REQUIRED WORK ▸
Please render the rows from the line with "the sky, and" up to and including the line with "column 600, row 339" as a Markdown table with the columns Row No. and Line, skipping blank lines. Include only those rows.

Dataset rows

========================

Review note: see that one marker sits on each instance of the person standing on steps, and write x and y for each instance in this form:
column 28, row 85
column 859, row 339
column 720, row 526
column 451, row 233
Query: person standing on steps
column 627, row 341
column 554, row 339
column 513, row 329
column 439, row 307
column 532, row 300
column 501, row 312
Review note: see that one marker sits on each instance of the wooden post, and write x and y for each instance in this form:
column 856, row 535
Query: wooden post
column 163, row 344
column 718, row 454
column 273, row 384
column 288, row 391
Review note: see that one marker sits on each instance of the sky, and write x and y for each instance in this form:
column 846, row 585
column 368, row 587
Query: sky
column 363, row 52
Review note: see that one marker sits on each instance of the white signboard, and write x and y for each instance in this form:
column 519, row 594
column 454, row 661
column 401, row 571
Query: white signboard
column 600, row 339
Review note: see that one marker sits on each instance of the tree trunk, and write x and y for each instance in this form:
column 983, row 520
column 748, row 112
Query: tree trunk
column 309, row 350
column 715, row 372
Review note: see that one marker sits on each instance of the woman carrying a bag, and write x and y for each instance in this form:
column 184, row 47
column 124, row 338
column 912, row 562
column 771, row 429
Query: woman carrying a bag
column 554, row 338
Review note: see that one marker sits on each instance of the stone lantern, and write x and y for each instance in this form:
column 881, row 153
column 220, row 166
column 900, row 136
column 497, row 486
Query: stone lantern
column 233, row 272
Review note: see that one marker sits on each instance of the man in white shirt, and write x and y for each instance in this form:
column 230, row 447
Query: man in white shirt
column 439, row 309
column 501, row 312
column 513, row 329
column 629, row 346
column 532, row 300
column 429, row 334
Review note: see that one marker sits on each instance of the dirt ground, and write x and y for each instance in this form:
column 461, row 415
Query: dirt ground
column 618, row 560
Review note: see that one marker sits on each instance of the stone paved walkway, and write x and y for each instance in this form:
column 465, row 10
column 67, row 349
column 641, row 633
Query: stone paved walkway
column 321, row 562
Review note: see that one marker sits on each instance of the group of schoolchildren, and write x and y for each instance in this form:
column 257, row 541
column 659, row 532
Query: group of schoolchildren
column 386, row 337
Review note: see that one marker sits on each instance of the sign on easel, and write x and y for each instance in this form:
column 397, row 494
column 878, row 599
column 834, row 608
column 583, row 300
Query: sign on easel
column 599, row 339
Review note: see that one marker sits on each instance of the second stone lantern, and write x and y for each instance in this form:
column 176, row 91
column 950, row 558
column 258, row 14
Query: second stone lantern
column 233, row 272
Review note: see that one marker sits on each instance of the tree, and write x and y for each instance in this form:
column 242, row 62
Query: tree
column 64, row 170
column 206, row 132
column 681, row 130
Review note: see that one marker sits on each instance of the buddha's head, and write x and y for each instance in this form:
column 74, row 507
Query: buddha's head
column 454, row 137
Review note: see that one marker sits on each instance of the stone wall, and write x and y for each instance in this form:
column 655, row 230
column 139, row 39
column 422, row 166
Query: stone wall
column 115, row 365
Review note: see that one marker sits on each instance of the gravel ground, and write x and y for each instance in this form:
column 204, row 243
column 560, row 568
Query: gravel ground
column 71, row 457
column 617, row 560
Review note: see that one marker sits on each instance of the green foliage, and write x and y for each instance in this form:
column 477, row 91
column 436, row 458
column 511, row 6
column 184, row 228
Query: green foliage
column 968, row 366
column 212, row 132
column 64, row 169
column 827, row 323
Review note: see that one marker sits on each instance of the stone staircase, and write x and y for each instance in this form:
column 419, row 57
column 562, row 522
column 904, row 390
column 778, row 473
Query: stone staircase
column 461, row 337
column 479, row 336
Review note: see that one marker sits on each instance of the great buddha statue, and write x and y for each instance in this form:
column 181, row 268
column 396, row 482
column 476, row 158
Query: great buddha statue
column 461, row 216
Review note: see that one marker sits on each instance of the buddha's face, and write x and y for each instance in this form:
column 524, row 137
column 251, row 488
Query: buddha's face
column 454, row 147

========================

RESULT OF THE EXERCISE ▸
| Row No. | Line |
|---|---|
| 1 | Review note: see that one marker sits on each instance of the sky, and write x and y for each instance in this form: |
| 2 | column 846, row 585 |
| 3 | column 368, row 587 |
| 4 | Query: sky |
| 5 | column 363, row 52 |
| 6 | Review note: see that one marker sits on each instance of the white signboard, and write x and y for each instance in this form: |
| 7 | column 519, row 594 |
| 8 | column 454, row 661 |
| 9 | column 401, row 571 |
| 10 | Query: white signboard |
| 11 | column 600, row 339 |